Segment Start: Data in this exercise

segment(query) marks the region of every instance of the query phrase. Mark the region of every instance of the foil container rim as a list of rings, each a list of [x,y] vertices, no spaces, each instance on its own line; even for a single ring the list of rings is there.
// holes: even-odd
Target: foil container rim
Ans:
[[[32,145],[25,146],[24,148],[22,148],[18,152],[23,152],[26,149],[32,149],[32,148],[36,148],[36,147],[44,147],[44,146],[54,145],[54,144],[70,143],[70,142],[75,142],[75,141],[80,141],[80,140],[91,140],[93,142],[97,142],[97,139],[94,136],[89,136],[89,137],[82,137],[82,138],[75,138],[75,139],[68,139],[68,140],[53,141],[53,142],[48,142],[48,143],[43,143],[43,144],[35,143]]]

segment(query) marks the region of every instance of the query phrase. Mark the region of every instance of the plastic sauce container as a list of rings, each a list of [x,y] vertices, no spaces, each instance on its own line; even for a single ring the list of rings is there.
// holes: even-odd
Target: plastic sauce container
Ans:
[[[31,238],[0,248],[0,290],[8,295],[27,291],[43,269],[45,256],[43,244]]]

Segment End: Data in this exercise
Segment Start: Data in this exercise

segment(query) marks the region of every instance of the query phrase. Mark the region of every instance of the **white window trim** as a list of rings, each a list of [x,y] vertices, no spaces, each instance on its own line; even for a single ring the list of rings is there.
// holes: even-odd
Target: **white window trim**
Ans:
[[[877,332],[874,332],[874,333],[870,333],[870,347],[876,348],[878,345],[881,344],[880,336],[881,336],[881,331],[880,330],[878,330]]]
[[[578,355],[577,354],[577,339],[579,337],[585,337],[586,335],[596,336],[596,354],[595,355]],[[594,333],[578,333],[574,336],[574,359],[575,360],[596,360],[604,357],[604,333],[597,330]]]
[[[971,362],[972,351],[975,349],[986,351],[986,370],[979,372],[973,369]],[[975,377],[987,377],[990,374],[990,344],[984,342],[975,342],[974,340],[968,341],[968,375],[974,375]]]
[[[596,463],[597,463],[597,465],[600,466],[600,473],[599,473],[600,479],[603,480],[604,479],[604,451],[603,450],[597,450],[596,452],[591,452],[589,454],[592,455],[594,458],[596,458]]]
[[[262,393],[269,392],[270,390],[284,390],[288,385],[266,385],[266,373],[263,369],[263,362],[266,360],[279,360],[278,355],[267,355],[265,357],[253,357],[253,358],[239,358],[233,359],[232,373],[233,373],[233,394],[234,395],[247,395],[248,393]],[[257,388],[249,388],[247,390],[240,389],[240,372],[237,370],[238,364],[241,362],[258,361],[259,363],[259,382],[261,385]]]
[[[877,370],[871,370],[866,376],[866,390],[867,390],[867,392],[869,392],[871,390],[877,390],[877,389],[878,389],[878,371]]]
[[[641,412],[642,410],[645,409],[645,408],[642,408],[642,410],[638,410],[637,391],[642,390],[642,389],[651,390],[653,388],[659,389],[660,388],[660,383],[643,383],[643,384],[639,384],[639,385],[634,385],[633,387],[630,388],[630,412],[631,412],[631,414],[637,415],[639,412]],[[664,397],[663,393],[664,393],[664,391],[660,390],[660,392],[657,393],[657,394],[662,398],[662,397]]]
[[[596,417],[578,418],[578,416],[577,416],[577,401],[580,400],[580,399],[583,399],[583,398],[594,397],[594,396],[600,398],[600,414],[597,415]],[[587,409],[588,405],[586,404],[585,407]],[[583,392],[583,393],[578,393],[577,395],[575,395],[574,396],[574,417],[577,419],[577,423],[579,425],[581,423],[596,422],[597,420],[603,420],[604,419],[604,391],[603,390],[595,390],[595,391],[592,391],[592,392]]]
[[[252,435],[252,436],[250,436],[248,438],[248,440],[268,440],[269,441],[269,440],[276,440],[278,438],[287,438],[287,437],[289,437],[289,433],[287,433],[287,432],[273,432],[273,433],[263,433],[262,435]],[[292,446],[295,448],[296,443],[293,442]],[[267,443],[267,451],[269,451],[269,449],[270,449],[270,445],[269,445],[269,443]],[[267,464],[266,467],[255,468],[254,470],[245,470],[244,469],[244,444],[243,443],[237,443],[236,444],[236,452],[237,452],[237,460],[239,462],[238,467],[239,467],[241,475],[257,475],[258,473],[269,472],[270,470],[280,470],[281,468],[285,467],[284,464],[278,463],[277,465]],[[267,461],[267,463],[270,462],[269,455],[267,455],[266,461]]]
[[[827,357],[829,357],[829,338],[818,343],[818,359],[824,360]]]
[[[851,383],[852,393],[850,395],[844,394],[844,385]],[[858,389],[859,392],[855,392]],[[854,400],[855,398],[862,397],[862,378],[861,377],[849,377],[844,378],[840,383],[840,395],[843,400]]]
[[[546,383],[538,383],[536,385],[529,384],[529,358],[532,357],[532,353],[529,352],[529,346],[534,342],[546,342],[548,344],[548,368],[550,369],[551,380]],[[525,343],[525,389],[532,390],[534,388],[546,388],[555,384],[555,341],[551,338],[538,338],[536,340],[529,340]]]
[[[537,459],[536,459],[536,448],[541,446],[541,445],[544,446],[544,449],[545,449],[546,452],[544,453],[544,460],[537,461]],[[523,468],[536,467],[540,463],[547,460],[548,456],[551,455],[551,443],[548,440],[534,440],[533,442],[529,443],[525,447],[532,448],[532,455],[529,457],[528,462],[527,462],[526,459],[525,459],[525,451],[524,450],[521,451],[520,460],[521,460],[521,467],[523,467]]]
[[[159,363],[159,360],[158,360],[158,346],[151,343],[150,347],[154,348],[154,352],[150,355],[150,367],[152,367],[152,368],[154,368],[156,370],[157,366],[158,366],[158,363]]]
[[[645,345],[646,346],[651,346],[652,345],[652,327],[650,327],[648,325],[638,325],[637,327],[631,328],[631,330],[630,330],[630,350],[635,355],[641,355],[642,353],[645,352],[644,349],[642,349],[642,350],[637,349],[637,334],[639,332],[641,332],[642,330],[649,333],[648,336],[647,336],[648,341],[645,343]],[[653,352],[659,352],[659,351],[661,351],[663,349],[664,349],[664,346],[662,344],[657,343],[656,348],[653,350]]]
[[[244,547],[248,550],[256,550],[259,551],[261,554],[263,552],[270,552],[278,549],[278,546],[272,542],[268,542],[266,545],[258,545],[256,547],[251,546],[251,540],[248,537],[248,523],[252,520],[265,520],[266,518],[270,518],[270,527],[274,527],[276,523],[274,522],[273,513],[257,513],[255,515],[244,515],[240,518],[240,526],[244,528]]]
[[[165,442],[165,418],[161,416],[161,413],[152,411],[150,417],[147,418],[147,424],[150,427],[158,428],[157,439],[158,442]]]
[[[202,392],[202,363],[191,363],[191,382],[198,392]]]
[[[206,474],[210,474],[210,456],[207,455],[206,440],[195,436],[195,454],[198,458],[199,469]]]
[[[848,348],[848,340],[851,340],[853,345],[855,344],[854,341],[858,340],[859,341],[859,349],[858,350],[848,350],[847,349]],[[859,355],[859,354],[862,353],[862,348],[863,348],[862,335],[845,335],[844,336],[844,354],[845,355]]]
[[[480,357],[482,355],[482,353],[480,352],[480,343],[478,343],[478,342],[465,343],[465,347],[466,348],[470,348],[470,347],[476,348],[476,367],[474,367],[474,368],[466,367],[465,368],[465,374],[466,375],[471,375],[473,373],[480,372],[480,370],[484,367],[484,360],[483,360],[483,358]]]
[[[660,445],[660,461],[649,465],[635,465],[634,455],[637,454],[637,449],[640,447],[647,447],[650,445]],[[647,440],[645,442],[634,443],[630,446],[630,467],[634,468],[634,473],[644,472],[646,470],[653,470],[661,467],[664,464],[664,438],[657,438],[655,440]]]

Segment End: Data in this exercise

--- Task description ---
Copy out every line of the data where the word "vertices" occurs.

--- Worked solution ---
segment(query) marks the region of every instance of the query phrase. Mark the region of every instance of the foil container rim as a list of rings, each a list of [x,y] vertices, no spaces, each instance on its own line; even for a single ring the list of rings is there.
segment(query) marks the region of every instance of the query phrase. Mark the region of every instance of the plastic sauce container as a list of rings, each a list of [x,y] vertices, no spaces, each instance on its own line; even for a single ring the list of rings is there.
segment(query) marks the region of every instance of the query phrase. Mark the region of every instance of the **white window trim** as a list of rings, each a list of [x,y] vertices, no spaces, each instance on its own line; even for a single ring the list of rings is there.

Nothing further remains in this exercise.